[Records from a data collection]
#####

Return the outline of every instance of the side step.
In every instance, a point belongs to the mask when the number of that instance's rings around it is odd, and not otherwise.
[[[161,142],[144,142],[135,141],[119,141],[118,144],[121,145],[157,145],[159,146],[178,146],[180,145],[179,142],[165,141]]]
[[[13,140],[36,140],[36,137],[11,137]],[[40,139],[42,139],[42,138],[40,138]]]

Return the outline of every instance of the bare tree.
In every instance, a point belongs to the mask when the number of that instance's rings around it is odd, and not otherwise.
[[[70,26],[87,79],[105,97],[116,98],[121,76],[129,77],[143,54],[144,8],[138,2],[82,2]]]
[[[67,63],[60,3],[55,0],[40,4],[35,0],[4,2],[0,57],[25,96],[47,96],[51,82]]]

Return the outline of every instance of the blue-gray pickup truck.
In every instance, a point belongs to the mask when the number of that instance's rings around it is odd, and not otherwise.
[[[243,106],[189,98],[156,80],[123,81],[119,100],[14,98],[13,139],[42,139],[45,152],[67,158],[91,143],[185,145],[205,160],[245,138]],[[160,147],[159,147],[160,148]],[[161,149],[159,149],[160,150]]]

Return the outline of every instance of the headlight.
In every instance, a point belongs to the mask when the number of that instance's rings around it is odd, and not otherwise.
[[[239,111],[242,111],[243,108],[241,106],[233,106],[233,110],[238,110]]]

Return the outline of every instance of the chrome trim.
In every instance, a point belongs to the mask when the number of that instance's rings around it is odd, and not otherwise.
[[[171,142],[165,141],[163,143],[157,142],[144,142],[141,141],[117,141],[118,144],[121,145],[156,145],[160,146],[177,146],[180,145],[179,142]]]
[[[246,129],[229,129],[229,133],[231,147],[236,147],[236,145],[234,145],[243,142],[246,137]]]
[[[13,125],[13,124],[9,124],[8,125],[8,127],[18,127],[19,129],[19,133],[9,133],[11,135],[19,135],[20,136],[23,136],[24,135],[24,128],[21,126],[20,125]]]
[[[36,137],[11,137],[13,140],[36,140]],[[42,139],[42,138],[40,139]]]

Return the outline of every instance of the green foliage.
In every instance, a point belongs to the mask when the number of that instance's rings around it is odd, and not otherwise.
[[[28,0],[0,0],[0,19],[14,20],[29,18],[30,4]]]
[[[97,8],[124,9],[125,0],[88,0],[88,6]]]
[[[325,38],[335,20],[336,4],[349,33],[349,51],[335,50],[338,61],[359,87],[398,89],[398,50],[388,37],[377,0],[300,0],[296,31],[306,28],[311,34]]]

#####

## Do this
Without omitting anything, output the entries exactly.

## Response for this exercise
Return the outline of every instance of the side step.
In every instance, a point belongs to the mask when the number of that instance's rings around it is odd, and not otherwise.
[[[161,142],[144,142],[135,141],[119,141],[118,144],[121,145],[157,145],[159,146],[178,146],[180,145],[179,142],[165,141]]]
[[[13,140],[36,140],[36,137],[11,137]],[[40,139],[42,139],[42,138],[40,138]]]

Return the outline of every instance of the bare tree.
In every instance, a point belongs to the mask when the number of that instance's rings around it is odd, and not otherwise.
[[[70,26],[87,79],[105,97],[116,98],[121,76],[129,77],[143,54],[144,8],[138,2],[82,2]]]
[[[67,63],[60,3],[55,0],[40,4],[35,0],[4,2],[0,57],[25,96],[47,96],[51,82]]]

Return the outline of every instance of the blue-gray pickup truck.
In every instance, a point belongs to the mask when the number of that instance's rings around it is odd, and not otherwise.
[[[243,106],[189,98],[156,80],[123,81],[119,100],[14,98],[13,139],[42,139],[45,152],[67,158],[91,143],[185,145],[205,160],[245,138]],[[160,147],[159,147],[160,148]],[[161,149],[159,149],[160,150]]]

Return the outline of every instance of the headlight.
In every instance, a point belongs to the mask when the number of that instance's rings around it is odd, and not otherwise.
[[[239,111],[242,111],[243,108],[241,106],[233,106],[233,110],[238,110]]]

Return the outline of every instance of the chrome trim.
In every instance, a point belongs to the mask when the number of that instance's rings around it is odd, and not otherwise.
[[[171,142],[165,141],[163,143],[157,142],[144,142],[141,141],[117,141],[118,144],[121,145],[156,145],[160,146],[177,146],[180,145],[179,142]]]
[[[246,129],[229,129],[229,133],[231,147],[236,147],[236,145],[234,145],[243,142],[246,137]]]
[[[13,125],[13,124],[9,124],[8,125],[8,127],[18,127],[19,129],[19,133],[9,133],[11,135],[19,135],[20,136],[23,136],[24,135],[24,128],[21,126],[20,125]]]
[[[36,137],[11,137],[13,140],[36,140]],[[42,139],[42,138],[40,139]]]

Return the outline of every instance of the green foliage.
In every instance, a point belongs to the mask when the number of that instance's rings around it is odd, and not otherwise.
[[[28,0],[0,0],[0,19],[14,20],[29,18],[30,4]]]
[[[97,8],[124,9],[125,0],[88,0],[88,6]]]
[[[325,38],[335,20],[336,4],[349,33],[349,51],[335,50],[338,61],[359,87],[398,89],[398,50],[388,37],[377,0],[300,0],[296,31],[306,28],[311,34]]]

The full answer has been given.